DATASET ENTRIES |
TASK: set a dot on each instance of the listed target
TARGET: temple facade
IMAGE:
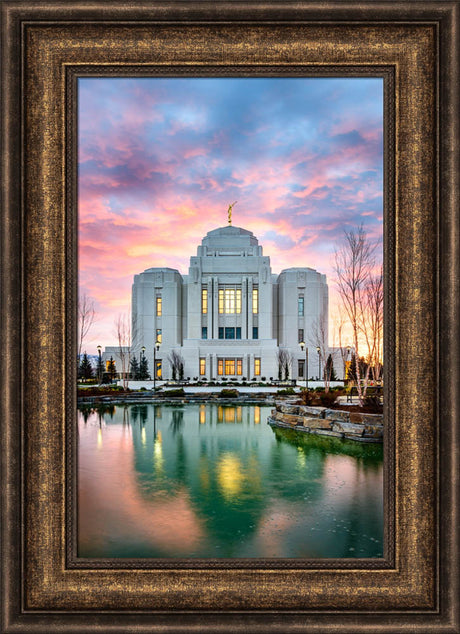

* * *

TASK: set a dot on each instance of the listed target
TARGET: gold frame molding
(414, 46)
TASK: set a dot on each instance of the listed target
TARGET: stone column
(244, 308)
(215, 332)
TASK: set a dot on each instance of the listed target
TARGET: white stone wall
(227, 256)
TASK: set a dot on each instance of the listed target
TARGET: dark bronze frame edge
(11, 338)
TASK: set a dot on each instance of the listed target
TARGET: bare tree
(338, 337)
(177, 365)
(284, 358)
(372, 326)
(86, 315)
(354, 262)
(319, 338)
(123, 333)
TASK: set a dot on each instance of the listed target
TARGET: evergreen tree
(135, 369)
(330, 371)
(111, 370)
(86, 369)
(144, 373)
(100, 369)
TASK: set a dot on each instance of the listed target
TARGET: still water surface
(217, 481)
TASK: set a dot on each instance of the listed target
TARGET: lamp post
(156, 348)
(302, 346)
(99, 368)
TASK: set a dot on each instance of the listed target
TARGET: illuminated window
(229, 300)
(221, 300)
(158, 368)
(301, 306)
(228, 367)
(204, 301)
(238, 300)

...

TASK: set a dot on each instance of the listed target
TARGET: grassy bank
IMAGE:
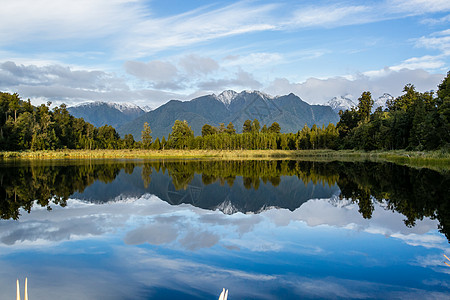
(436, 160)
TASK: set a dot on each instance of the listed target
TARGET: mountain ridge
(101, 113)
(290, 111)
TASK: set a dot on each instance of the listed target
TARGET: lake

WHAT THE EXERCISE ASKS | Pictures in the material above should be skipped; print exactly the lines from the one with "TARGET: grassy bank" through the one with "TARGET: lake".

ANSWER AREA |
TARGET: grassy bank
IMAGE:
(436, 160)
TASK: set a dot on each instance of the listed target
TARGET: mountain ridge
(101, 113)
(290, 111)
TASK: set a dot on each instance of the listed target
TARGET: lake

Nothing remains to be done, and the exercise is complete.